**Exercise set:**
**1)** Summarize the Amazfit Bip 5 review in two sentences.
**2)** Turn the paragraph of the Amazfit Bip 5 review that opens "Two limits define the Bip 5" into a short bulleted list that keeps its main facts.
**3)** Set down everything in the Amazfit Bip 5 review from "The honest downsides" down to "to hit £59.99.", word for word.

**Selected excerpt:**
━━━
A month on the wrist: setup and daily use
The Bip 5 is the lightest watch on test at 26 g, and on a slim wrist it is barely there. The Zepp app paired in about 3 minutes and the plastic case and silicone strap caused no irritation across four weeks, although the build feels exactly as budget as the price suggests next to the metal-bezel Suunto. Charging from flat took 2 hours on the magnetic pin charger, but since it runs for 10 days of normal use you rarely think about it. The single side button plus touchscreen is simple to learn, the big screen makes mid-run glances effortless, and Bluetooth calls from the wrist are a genuinely useful extra you do not get on watches three times the price.
How it compares
Nothing else here is close on price: at £59.99 the Bip 5 is a fifth of the cost of the Garmin Forerunner 265 and a third of the Coros Pace 3. It even beats the £399 Apple Watch Series 9 on GPS battery, 26 hours against 7. What you give up is precision and depth: single-band GPS drifts up to 3.5% where the dual-frequency watches stay under 1.5%, there is no running power or recovery score, and the LCD is flatter than an AMOLED. As a first watch or a cheap back-up, that trade is easy to make; once you start chasing exact splits, the Coros is the upgrade.
The honest downsides
Two limits define the Bip 5. First, single-band GPS means it is not for precise pacing or measured races, with drift up to 3.5% on hard routes. Second, the IP68 rating covers rain and sweat but not swimming, so triathletes and pool swimmers need a 5 ATM watch instead. Neither is a flaw at the price; they are simply the lines Amazfit drew to hit £59.99.
Best for
The Amazfit Bip 5 is best for new and casual runners who want a big, clear screen and long battery on the tightest budget, and for anyone needing an inexpensive back-up watch. As a first GPS watch it delivers far more than its price suggests.
━━━
(Records from a data source)

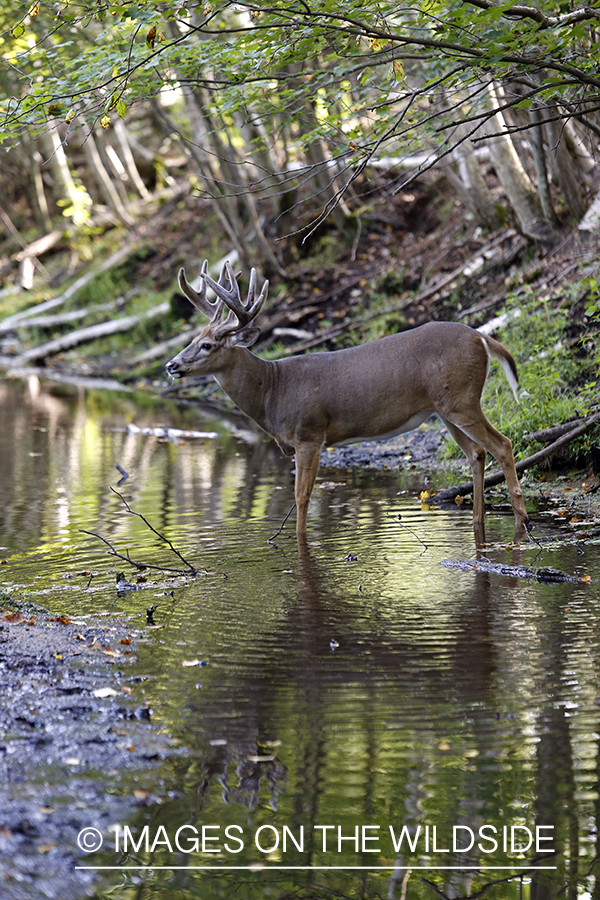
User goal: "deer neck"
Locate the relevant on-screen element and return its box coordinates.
[215,347,272,430]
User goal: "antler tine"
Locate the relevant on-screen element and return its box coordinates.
[201,260,269,331]
[177,259,234,321]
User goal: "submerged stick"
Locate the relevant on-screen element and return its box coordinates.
[79,487,199,575]
[431,413,600,503]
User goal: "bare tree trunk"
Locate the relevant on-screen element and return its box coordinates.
[40,121,92,225]
[449,124,501,228]
[487,84,554,242]
[81,123,133,225]
[114,119,152,200]
[545,107,585,220]
[529,105,558,224]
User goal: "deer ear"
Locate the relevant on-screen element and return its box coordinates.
[229,326,260,347]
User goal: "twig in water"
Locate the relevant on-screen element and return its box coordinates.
[115,463,129,487]
[267,503,296,544]
[79,487,198,575]
[393,513,429,553]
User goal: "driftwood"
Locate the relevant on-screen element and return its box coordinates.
[0,244,135,334]
[440,558,588,584]
[523,419,585,443]
[13,303,169,368]
[8,302,117,328]
[435,412,600,503]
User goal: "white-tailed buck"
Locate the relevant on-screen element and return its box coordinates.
[167,261,528,535]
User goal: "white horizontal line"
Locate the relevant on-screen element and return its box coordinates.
[75,863,557,872]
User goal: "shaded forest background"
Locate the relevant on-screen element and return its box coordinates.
[0,0,600,468]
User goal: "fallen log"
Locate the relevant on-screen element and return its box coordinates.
[0,243,135,334]
[432,412,600,503]
[440,559,591,584]
[11,303,169,368]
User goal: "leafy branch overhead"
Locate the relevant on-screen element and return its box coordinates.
[0,0,600,243]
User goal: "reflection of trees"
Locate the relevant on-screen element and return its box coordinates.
[0,383,600,900]
[130,544,568,898]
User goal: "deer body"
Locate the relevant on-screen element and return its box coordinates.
[167,256,527,534]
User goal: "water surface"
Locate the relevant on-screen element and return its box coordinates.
[0,381,600,900]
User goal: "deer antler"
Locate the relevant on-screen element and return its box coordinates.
[200,260,269,336]
[177,259,231,321]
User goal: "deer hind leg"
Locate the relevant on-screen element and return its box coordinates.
[440,417,486,525]
[296,443,321,535]
[440,409,529,534]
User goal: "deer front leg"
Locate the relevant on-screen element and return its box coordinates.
[296,443,322,535]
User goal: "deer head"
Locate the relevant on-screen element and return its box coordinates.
[167,260,269,378]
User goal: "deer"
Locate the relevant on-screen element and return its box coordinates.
[166,260,529,541]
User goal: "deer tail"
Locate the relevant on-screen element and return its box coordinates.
[481,335,519,403]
━━━
**Results:**
**1)** The Amazfit Bip 5 is a 26 g, £59.99 GPS watch with a big screen, 10 days of battery in normal use and Bluetooth calls from the wrist, and it costs far less than the Garmin Forerunner 265 and Coros Pace 3. Its limits are single-band GPS that drifts up to 3.5% and an IP68 rating that does not cover swimming, so it suits new and casual runners or anyone wanting a cheap back-up watch.

**2)**
- Single-band GPS: not for precise pacing or measured races, with drift up to 3.5% on hard routes.
- IP68 rating: covers rain and sweat but not swimming, so triathletes and pool swimmers need a 5 ATM watch.
- Neither is a flaw at the price; both are the lines Amazfit drew to hit £59.99.

**3)**
The honest downsides
Two limits define the Bip 5. First, single-band GPS means it is not for precise pacing or measured races, with drift up to 3.5% on hard routes. Second, the IP68 rating covers rain and sweat but not swimming, so triathletes and pool swimmers need a 5 ATM watch instead. Neither is a flaw at the price; they are simply the lines Amazfit drew to hit £59.99.